- About this task
Repeat exactly the lines from the first line of the records through the line containing "# test: locate() drops one marker on the gray", and nothing more.

- Provided material
------------------------------------------------------------

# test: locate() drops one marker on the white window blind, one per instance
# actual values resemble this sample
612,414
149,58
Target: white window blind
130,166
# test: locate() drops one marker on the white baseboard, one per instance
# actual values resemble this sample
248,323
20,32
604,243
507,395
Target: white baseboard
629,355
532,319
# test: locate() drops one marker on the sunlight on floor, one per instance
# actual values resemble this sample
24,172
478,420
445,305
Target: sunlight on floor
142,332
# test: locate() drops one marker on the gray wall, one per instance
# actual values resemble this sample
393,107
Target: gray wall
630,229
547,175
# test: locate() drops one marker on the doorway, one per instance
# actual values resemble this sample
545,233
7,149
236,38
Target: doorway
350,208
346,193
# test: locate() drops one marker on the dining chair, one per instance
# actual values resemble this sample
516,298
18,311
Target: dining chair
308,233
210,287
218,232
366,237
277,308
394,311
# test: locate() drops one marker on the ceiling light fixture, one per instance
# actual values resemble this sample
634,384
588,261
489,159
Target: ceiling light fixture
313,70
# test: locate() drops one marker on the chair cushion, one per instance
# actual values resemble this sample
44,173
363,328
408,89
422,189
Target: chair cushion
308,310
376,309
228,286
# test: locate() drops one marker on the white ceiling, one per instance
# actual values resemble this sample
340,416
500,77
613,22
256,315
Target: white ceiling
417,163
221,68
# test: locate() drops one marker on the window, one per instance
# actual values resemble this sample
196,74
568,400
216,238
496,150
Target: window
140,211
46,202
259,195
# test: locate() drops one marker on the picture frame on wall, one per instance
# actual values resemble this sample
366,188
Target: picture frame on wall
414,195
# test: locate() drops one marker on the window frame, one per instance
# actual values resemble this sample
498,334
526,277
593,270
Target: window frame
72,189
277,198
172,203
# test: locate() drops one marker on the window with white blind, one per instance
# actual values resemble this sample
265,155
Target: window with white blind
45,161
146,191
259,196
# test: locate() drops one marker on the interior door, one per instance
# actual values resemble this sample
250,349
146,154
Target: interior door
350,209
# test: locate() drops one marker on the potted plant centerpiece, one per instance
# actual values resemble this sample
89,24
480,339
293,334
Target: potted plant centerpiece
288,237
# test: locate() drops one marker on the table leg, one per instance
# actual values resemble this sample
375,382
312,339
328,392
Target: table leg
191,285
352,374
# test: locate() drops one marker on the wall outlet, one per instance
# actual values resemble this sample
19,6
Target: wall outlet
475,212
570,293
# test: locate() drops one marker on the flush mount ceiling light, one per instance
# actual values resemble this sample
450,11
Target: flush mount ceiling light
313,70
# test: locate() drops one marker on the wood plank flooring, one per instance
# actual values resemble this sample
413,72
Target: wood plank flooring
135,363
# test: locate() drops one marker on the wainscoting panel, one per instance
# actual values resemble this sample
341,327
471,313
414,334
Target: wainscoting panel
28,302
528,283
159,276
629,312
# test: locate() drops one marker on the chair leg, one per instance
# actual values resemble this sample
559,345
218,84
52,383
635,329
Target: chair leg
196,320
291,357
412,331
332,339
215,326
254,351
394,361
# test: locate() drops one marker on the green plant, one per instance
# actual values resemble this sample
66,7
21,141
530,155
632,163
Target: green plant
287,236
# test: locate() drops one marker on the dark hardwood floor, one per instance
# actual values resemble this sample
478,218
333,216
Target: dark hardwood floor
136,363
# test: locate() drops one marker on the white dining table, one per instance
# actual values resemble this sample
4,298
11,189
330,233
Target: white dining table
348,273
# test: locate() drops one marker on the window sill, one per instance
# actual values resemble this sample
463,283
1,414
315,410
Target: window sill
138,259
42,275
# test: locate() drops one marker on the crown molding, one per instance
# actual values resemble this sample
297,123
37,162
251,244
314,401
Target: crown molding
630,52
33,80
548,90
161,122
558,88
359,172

------------------------------------------------------------

- Exercise answer
# test: locate() drops one marker on the white window blind, one per instance
# actual values resemble this sample
612,414
149,58
Target: white window blind
130,166
# test: locate() drops one marker on the white baseboard, one per instance
# actual values resemble this sample
248,323
20,32
604,243
507,395
Target: white baseboard
629,355
532,319
# test: locate() drops one marker on the sunlight on floor, one per instance
# actual values resemble this sample
24,172
478,420
445,305
Target: sunlight on floor
142,332
# test: locate() drops one marker on the gray wall, one per instance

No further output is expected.